> **INSTRUÇÃO 1**
Liste, com o ano de cada um, os espetáculos que a reportagem sobre Antunes Filho e o CPT cita como marcantes.

> **TEXTO PARA LEITURA**
┌──

Reportagem
17.3.2012 | por Valmir Santos
O encenador Antunes Filho, no CPT, o Centro de Pesquisa Teatral responsável pela formação de novos profissionais do teatro, que completa 30 anos: “O ator tem que saber que é artista, intelectual, não funcionário do palco”.
Valor Econômico, Caderno Eu&, 13 de fevereiro de 2012, p. D1.
Valmir Santos | Para o Valor, de São Paulo
No fim da peça “Nossa Cidade”, do americano Thornton Wilder (1897-1975), um homem já morto compartilha com uma mulher – cujo coração também parou de bater e o fluxo da dramaturgia a faz retornar – o aprendizado de que existir é “mover-se dentro de uma nuvem de ignorância”.
O texto que Antunes Filho vai montar neste ano, no marco dos 30 anos do espaço de formação de novos atores que coordena em São Paulo – o Centro de Pesquisa Teatral (CPT) -, possui conteúdos e estruturas que refletem uma visão sobre o trabalho de ator e a cena que o envolve: “O ator tem que saber que é artista, intelectual, não funcionário do palco”. A postura do diretor rendeu espetáculos marcantes, como “Macunaíma” (1978), que deu origem ao Grupo Macunaíma; “Nelson 2 Rodrigues” (1984); “Gilgamesh” (1995); e “Fragmentos Troianos” (2000).

└──

[Registros anotados de coordenadas]
┌──

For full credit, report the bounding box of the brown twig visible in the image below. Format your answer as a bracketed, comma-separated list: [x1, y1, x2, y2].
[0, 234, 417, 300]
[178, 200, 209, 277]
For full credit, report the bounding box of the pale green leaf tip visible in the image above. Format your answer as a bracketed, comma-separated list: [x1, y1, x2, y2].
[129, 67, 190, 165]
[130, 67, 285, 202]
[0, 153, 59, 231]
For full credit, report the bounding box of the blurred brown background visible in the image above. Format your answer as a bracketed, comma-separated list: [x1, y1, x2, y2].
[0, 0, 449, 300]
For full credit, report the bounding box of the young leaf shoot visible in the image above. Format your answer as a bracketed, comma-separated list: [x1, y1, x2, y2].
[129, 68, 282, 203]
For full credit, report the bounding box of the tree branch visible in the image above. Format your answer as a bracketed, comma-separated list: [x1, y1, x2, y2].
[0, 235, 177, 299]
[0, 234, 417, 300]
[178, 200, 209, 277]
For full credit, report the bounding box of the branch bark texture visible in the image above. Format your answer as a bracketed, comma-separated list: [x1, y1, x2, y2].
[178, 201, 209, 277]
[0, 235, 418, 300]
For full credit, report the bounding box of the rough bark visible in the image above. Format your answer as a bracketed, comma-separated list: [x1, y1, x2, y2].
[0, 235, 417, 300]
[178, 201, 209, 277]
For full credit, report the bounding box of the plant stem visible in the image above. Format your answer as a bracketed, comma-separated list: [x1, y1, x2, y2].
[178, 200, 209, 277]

└──

> **INSTRUÇÃO 2**
Reescreva como lista numerada os registros, sem as linhas em branco, desde a linha que contém "For full credit, report the bounding box of the tree" até o fim dos registros, incluindo as duas pontas.

> **RESPOSTA FINAL 1**
"Macunaíma" (1978)
"Nelson 2 Rodrigues" (1984)
"Gilgamesh" (1995)
"Fragmentos Troianos" (2000)

> **RESPOSTA FINAL 2**
1. For full credit, report the bounding box of the tree branch visible in the image above. Format your answer as a bracketed, comma-separated list: [x1, y1, x2, y2].
2. [0, 235, 177, 299]
3. [0, 234, 417, 300]
4. [178, 200, 209, 277]
5. For full credit, report the bounding box of the branch bark texture visible in the image above. Format your answer as a bracketed, comma-separated list: [x1, y1, x2, y2].
6. [178, 201, 209, 277]
7. [0, 235, 418, 300]
8. For full credit, report the bounding box of the rough bark visible in the image above. Format your answer as a bracketed, comma-separated list: [x1, y1, x2, y2].
9. [0, 235, 417, 300]
10. [178, 201, 209, 277]
11. For full credit, report the bounding box of the plant stem visible in the image above. Format your answer as a bracketed, comma-separated list: [x1, y1, x2, y2].
12. [178, 200, 209, 277]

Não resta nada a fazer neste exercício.